» **REQUIRED ACTIONS**
A. List the three stages of policy work that the passage on the data infrastructure pilot schedules, giving the timing of each.
B. Please carry on the passage on the data infrastructure pilot, starting after its last sentence.

» **SUPPLIED PASSAGE**

We will initiate policy work in year one, provide advice early in Year Two, and implement policy towards the end of Year Two. The options for costs associated with the role and function would be considered as part of the business case.
  • Develop operational policy on access, intellectual property and commercial sensitivity: the shared infrastructure is being designed so that data providers are able to secure and control access to their data. It needs to be agnostic as to whether data is free, sold, or otherwise licensed or proprietary because there are a range of business and security needs that need to be managed long term. Further, contributing agencies need to be very clear about ownership, use and sharing of data.
There will need to be an operational policy stream on developing agreed memoranda of understanding on data sharing; this will be developed early in Year One.
  • Implement the infrastructure in several other regional councils: the pilot will roll out the new infrastructure to the priority land productivity regions. This is to ensure that data improvements are realised in the regions that need water and soil moisture data most urgently. The pilot’s implementation activity includes training and upskilling data providers in the use of new software. Implementation and training represents a one-off cost.This pilot will test the costs of making the e-IDI operational so we can accurately cost the business case.

» **DATA TO EXAMINE**
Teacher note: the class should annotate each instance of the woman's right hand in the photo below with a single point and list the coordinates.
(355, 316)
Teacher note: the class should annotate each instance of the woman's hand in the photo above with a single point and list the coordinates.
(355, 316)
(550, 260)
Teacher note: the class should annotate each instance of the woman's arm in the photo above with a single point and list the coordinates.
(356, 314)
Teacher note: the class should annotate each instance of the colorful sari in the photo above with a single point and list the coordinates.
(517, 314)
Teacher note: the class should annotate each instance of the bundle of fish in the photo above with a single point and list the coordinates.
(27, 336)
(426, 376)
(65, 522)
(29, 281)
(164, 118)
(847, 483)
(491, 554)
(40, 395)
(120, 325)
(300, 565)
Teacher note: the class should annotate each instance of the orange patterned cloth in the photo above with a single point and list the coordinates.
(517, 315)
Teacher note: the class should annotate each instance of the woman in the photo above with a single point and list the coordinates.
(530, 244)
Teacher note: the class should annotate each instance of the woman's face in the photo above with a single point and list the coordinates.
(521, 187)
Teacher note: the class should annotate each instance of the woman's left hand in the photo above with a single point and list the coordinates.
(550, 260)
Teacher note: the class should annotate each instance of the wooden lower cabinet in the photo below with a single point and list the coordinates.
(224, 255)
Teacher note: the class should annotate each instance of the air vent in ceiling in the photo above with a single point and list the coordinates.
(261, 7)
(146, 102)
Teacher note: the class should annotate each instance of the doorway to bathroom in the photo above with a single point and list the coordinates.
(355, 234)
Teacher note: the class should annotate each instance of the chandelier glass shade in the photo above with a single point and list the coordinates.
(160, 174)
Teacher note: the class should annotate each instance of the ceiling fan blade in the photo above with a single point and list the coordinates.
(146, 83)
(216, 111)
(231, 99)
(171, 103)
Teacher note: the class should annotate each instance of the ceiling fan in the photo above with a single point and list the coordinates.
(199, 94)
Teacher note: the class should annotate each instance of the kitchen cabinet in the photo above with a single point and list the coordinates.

» **LIST OF ANSWERS**
A.
- Initiate policy work: year one
- Provide advice: early in Year Two
- Implement policy: towards the end of Year Two

B.
We know that the costs of set-up and training in each agency are likely to be variable depending on capability so would like to test this in late Year One – early Year Two.
Year Two
  • Test the e-IDI using data beyond water quantity - the infrastructure needs to deal with a wide range of natural resources and environmental data. This part of the bid will test the ease with which the full range of water domain data and other environmental data, including biological data can be incorporated into the e-IDI.
  • Roll-out the e-IDI to other councils if funding permits –if the pilot is under-budget in Year Two, we wouldcontinue to implement the e-IDI in other councils.
  • Develop use cases delivering to businesses and iwi/Māori–the e-IDI will not only benefit environmental regulators and science and researchers. Ultimately, it needs to deliver to business, iwi/Māori, and public users for a range of primary sector and civil engagement uses. We hope to work with NZ Data Futures to catalyse new tools for businesses.
  • Provide advice to government on where to house the infrastructure maintenance function with options for how to fund it –the pilot would provide advice to Ministers on where to house the function along with several different options for funding it. In the meantime, the pilot would need funding to continue for the interim maintenance function until the end of Year Two (this assumes a transition to a permanent home).
  • In the event that the business case is unsuccessful, agencies will consider permanently funding the maintenance function via club funding once we are in a position to assess the real long term costs.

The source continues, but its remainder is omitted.